::: RECORDS FOR THE TASK :::

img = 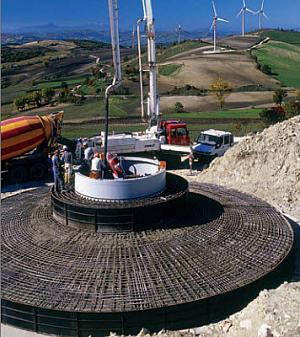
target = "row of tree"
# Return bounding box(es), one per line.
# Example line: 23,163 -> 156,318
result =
259,89 -> 300,125
14,88 -> 55,111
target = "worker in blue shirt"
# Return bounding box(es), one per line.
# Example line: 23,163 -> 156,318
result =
52,150 -> 63,192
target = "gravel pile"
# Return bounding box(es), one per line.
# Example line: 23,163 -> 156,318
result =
192,116 -> 300,219
118,282 -> 300,337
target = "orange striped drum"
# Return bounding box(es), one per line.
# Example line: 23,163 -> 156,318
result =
1,116 -> 52,160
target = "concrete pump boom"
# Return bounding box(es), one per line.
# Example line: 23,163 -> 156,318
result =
142,0 -> 159,128
104,0 -> 122,160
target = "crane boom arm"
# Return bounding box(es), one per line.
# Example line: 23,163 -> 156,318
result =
142,0 -> 159,127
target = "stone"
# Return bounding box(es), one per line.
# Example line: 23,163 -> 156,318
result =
257,323 -> 274,337
137,328 -> 149,337
240,319 -> 252,330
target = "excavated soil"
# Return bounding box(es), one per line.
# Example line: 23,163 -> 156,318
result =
195,116 -> 300,219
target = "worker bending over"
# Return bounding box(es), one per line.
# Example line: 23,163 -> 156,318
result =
61,146 -> 73,190
83,143 -> 94,168
51,150 -> 63,192
89,152 -> 105,179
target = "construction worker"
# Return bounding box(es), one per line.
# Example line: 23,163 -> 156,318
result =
61,145 -> 73,189
75,138 -> 82,162
52,150 -> 63,192
83,143 -> 94,168
90,152 -> 103,179
189,146 -> 194,175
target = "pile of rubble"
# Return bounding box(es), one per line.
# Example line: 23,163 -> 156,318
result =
116,282 -> 300,337
194,116 -> 300,219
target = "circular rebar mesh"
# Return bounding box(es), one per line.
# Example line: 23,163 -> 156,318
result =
1,183 -> 293,312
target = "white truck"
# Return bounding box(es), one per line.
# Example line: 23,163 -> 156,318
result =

:::

WHAT YOU HAVE TO DO
Convert the entries, from their first line through the line that contains "104,0 -> 122,160", into a JSON list of strings with one string per line, skipping any blank lines. Leave the pictures out of the answer.

OUTPUT FOR THIS EXERCISE
[
  "img = ",
  "target = \"row of tree\"",
  "# Return bounding box(es), one per line.",
  "# Example line: 23,163 -> 156,318",
  "result =",
  "259,89 -> 300,125",
  "14,88 -> 55,111",
  "target = \"worker in blue shirt\"",
  "# Return bounding box(es), one per line.",
  "# Example line: 23,163 -> 156,318",
  "result =",
  "52,150 -> 63,192",
  "target = \"gravel pile\"",
  "# Return bounding box(es), one per line.",
  "# Example line: 23,163 -> 156,318",
  "result =",
  "192,116 -> 300,219",
  "118,282 -> 300,337",
  "target = \"orange striped drum\"",
  "# Return bounding box(es), one per line.",
  "# Example line: 23,163 -> 156,318",
  "result =",
  "1,116 -> 52,160",
  "target = \"concrete pump boom\"",
  "# Return bounding box(es), one per line.",
  "# Example line: 23,163 -> 156,318",
  "result =",
  "142,0 -> 159,128",
  "104,0 -> 122,160"
]